- _作業 A_
『If I Stay』を紹介する本文抜粋から、次の一文を英語に訳せ：「何気ない冬の一日が一変してしまう。」

- _本文抜粋_
______________________________
Author: Gayle Forman
翻訳版の有無: なし
映像化: あり「イフ・アイ・ステイ 愛の還る場所」
英語レベル: Advanceレベル寄りのBasic(洋書に一日3分向き合える)
この本は、こんな人達にオススメします。
・最も悩ましい二択のうち、片方を選ばなければならない人
・どんな形でも大事な人に傍にいてほしい人
・音楽が好きな人
ほんの数秒前まで、「普通」や「当たり前」といった言葉の定義を考える必要のない生活を送っていたあなた。
でも、次の瞬間に、その状況が一変してしまったら。
そして、その「普通」や「当たり前」側にいないことの方が、そちら側にいることより一見たやすいと思ってしまう場合、あなたはどんな選択をしますか?
それを問いかける作品が、このIf I Stayでした。
主人公のミア(Mia)はオレゴン州に住む高校生。
雪により臨時休校、臨時的にお休みとなった一日に、この休みを利用して会っていない親戚巡りをするために、一家四人で車で出かけたところに交通事故に巻き込まれます。
何気ない冬の一日が一変してしまう。
そして、人生で最大の選択とも言える選択を迫られるのです。
Stay or let go.
つまり、交通事故に巻き込まれて昏睡状態になるミアは、生きるか死ぬかの選択を潜在意識化で迫られるのです。
一見、生きることを選ぶ方が良いに決まっていると読者の立場の私は思いました。
______________________________
- _作業 B_
下に続く記録のすべての行を、一字も変えずにそのまま抜き出せ。
______________________________
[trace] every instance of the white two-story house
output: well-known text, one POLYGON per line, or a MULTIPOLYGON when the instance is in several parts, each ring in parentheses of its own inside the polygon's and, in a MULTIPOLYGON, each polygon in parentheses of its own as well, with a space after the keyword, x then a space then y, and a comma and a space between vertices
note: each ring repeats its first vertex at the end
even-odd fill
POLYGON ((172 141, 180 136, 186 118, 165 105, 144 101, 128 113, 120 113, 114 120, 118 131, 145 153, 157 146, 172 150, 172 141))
______________________________
- _回答 A_
An ordinary winter day is turned completely upside down.

- _回答 B_
[trace] every instance of the white two-story house
output: well-known text, one POLYGON per line, or a MULTIPOLYGON when the instance is in several parts, each ring in parentheses of its own inside the polygon's and, in a MULTIPOLYGON, each polygon in parentheses of its own as well, with a space after the keyword, x then a space then y, and a comma and a space between vertices
note: each ring repeats its first vertex at the end
even-odd fill
POLYGON ((172 141, 180 136, 186 118, 165 105, 144 101, 128 113, 120 113, 114 120, 118 131, 145 153, 157 146, 172 150, 172 141))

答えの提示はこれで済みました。